### TEXT EXCERPT:
::::

Her first teaching job was under the appointment of the American Missionary Association boarding school in Pleasant Hill, Tennessee, from 1905 to 1910.

==Work in Ottoman Turkey==
In 1911, she traveled to Merzifon, Turkey to visit her sister, Lucy Harriet Morley Marden, and her brother in law Jesse Krekore Marden, who under the direction of the American Board of Commissioners for Foreign Missions, headed the American missionary hospital in Merzifon.

Bertha became interested in the work of the mission there, and taught at the American school in Gedik Pasa, Constantinople, from 1911 to 1913.

===Witnessing the Armenian Genocide===
From 1913 to 1916, she joined the American Board of Commissioners for Foreign Missions Western Turkey Mission at Merzifon, at the Anatolia College in Merzifon. There, she taught music, geometry, and history at the Anatolia Girls' School in Merzifon. It was during this period that she witnessed the initial phase of the Armenian Genocide, and kept a daily journal of what she saw.

In her diary, Morley describes the escalation of the genocide as she saw it in Merzifon over the course of 1915. She describes the destruction of the Marsovan Armenian community; the arrest of Armenian intellectuals; and the methodical deportations and eventual destruction of deportees. Morley narrates how Armenian property was plundered by Ottoman local and central officials and how Armenian women and children were forced to convert and be absorbed into Muslim households. She also testifies to the efforts of Ottoman authorities to conceal their criminal activities.

== Return to the United States ==
In 1916, the Merzifon missionary institutions were suddenly closed by the Ottoman government. As a result, Morley was forced to return to the United States. Upon her return, she took refresher courses from the Hartford Seminary Kennedy School of Missions, and afterwards, from 1916 to 1917, attended the Oberlin Conservatory of Music.

::::

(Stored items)
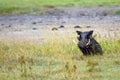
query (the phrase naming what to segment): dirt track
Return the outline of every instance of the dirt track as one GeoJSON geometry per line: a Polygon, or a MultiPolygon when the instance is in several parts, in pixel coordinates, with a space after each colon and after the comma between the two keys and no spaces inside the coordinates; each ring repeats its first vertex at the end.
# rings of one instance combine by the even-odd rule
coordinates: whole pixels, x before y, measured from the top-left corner
{"type": "Polygon", "coordinates": [[[91,8],[46,9],[38,15],[1,15],[0,37],[43,40],[53,34],[58,36],[75,35],[76,30],[94,30],[106,38],[111,35],[120,38],[120,15],[113,13],[120,6],[91,8]],[[64,25],[64,28],[59,28],[64,25]],[[74,28],[79,25],[80,28],[74,28]],[[52,31],[52,28],[58,30],[52,31]]]}

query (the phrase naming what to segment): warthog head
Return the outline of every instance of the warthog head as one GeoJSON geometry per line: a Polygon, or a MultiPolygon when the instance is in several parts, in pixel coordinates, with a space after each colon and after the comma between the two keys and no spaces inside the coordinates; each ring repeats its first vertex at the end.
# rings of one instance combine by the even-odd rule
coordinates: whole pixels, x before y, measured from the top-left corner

::::

### HOW TO COMPLETE THIS TASK:
Resume the biographical text on Bertha Morley, picking up after its final sentence about her time at the Oberlin Conservatory of Music.

### ANSWER BOX:
== Work in Lebanon ==
From 1918 to 1919, Morley went with the American Red Cross to do refugee work. For nine months of that years she was assigned to Aintoura (then Syria, now Lebanon). In Aintoura, she worked as the principal of an orphanage of 630 children, most of whom were Armenian. There, she adopted eleven Armenian children.

== Return to Turkey ==
After the Ottoman surrender in World War I, the Marzifon mission institutions were reopened. Morley and her children returned, and Morley became head of the Anatolia Girls' School. However, in March 1921, the Turkish government again forcibly closed Anatolia College; several of its Greek teachers and students were put on show trials and executed.

=== Smyrna ===
Morley moved with her children to Smyrna where she intended to teach. However, she was present in the city for the Burning of Smyrna in September 1922 at the end of the Greco-Turkish War, and witnessed the atrocities committed against the Greeks and Armenians there. She relayed what she saw in letters. Morley rescued a large number of children from the orphanage for Armenian Girls at the American Collegiate Institute in Smyrna. She led the children to escape in an American merchant ship. They were evacuated to Piraeus, near Athens.

=== Return to Merzifon and America ===
Morley taught at the American Girls' School in Thessaloniki for two years in until June 1923. When the Marzifon Girls' School reopened in 1924, Morley returned there for a year. However she returned to the United States due to poor health in January, 1925. While there, she enrolled several of her children in American schools, and completed a B.A. from Lake Erie College in 1929.

== Principal at Anatolia College in Thessaloniki ==
Anatolia College reopened in Thessaloniki, Greece in 1924. In 1929, Morley returned to Anatolia College, and took up a position as principal of the Girls' School. She served as principal of the Girls' School until the invasion of Greece by Germany in World War II, at which point she returned to the United States.

== Later life ==
Bertha Morley returned to Ohio in 1941. In 1945 she was granted the status of Missionary Emeritus by the American Board of Commissioners for Foreign Missions. She moved to California in 1949 to help care for her ailing sister Lucy Mary Morley Marden.

Bertha Morley died March 22, 1973, in Claremont, California.